* Estratto del testo *

◇ ◇ ◇ ◇ ◇

Ines Cavicchioli
Dal materiale allo spirituale (ossia dalla Ragione al Sentimento)
Che strana cosa è la vita! A volte ci accadono cose assolutamente assurde, e per il dolore che ci procurano malediciamo il mondo intero, immersi come siamo nel frammento di tempo che, in quel momento, annienta la nostra mente, e con essa tutti i nostri sogni, lasciandoci immersi nell’umido vapore dei nostri sentimenti piegati dal dolore.
Come uomini abbiamo il dono di ricordare e di sognare, ma non di vedere ciò che il destino ci riserva: a volte ci accadono cose assolutamente insperate, ed altre volte, invece, quando tutto sembra pronto per essere raccolto come un succoso e dolce frutto, ecco che un contrattempo, o un imprevisto, si mette di traverso e quel che un attimo prima sembrava “realtà”, scompare improvvisamente.
Che dire quando ciò accade? Da giovani s’impreca, si maledice il destino avverso e tutti i Numi, ma da grandi, quando in qualche modo si è capito che il destino spariglia in continuazione la logica del nostro pensiero, e dà e toglie, al momento, per poi ridare e ritogliere in altri momenti, con effetti a volte sbalorditivi, s’impara a stare muti, ad accettare tutto quello che viene, consapevoli che il senso che abbiamo imparato a riconoscere nel nostro cammino terreno comprende quelle modalità, perché finalizzate al giusto nascondimento di quello che, nel tempo, si profila sempre meglio e sempre di più come un percorso individuale di vita.

◇ ◇ ◇ ◇ ◇

* Voci fornite *
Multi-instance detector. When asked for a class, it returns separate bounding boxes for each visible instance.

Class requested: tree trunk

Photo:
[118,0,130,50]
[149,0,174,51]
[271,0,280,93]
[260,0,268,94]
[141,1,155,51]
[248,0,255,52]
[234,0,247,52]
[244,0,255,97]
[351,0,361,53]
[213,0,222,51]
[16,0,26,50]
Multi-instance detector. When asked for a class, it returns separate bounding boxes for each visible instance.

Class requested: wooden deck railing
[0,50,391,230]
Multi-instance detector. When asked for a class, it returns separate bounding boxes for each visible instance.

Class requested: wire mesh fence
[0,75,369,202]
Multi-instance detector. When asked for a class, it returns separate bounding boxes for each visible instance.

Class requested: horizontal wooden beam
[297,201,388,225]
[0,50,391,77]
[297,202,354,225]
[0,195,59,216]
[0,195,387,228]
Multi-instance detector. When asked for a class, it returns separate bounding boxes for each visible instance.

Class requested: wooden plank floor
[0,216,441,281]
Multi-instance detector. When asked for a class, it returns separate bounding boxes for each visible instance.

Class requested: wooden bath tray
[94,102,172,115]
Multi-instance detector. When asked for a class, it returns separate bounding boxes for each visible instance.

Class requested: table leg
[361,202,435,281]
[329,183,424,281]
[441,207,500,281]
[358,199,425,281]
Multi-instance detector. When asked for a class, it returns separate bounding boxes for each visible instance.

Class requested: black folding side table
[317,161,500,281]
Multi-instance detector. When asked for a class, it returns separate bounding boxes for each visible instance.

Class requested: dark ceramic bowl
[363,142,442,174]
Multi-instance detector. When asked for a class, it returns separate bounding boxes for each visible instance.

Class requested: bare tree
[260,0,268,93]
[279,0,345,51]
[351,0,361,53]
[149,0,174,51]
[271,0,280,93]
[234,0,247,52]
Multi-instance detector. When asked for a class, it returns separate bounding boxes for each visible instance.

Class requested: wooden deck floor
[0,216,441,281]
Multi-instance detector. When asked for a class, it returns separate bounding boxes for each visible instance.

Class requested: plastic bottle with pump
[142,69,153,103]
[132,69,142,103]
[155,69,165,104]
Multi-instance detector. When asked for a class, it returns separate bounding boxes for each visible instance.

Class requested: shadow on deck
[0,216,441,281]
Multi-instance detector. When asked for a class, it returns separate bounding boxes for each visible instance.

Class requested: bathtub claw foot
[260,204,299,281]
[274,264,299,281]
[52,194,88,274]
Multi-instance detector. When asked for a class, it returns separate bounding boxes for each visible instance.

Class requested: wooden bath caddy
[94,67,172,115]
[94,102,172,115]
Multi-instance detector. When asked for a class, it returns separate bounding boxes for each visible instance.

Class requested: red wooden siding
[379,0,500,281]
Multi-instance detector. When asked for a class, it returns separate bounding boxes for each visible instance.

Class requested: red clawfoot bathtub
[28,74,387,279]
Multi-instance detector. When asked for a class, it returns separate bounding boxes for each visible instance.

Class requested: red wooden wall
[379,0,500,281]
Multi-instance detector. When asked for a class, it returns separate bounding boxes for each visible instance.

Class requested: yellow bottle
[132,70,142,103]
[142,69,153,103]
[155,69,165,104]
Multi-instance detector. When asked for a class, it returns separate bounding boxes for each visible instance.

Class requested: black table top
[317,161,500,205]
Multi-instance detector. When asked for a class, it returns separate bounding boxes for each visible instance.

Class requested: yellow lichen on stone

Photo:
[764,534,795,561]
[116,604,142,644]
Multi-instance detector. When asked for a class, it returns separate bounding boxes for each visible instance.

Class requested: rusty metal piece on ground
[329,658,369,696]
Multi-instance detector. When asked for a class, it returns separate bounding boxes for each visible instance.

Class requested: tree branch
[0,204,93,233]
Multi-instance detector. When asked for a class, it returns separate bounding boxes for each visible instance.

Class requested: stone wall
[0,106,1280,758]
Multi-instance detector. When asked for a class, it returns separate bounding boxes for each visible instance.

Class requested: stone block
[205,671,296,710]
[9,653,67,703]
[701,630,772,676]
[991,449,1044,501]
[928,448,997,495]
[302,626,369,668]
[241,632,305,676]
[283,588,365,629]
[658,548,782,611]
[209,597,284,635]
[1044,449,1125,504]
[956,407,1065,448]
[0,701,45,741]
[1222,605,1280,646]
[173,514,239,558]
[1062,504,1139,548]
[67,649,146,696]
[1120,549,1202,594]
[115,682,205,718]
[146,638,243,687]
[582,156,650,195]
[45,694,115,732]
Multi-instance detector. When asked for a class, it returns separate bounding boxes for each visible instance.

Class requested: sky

◇ ◇ ◇ ◇ ◇

* Azioni richieste *
(a) Riporta il tratto del brano da "Che strana cosa" fino a "piegati dal dolore.".
(b) Secondo il brano, quale dono abbiamo come uomini?
Le righe sono materiale a sé, distinto dal brano.

* Soluzioni *
(a)
Che strana cosa è la vita! A volte ci accadono cose assolutamente assurde, e per il dolore che ci procurano malediciamo il mondo intero, immersi come siamo nel frammento di tempo che, in quel momento, annienta la nostra mente, e con essa tutti i nostri sogni, lasciandoci immersi nell’umido vapore dei nostri sentimenti piegati dal dolore.

(b) Il dono di ricordare e di sognare.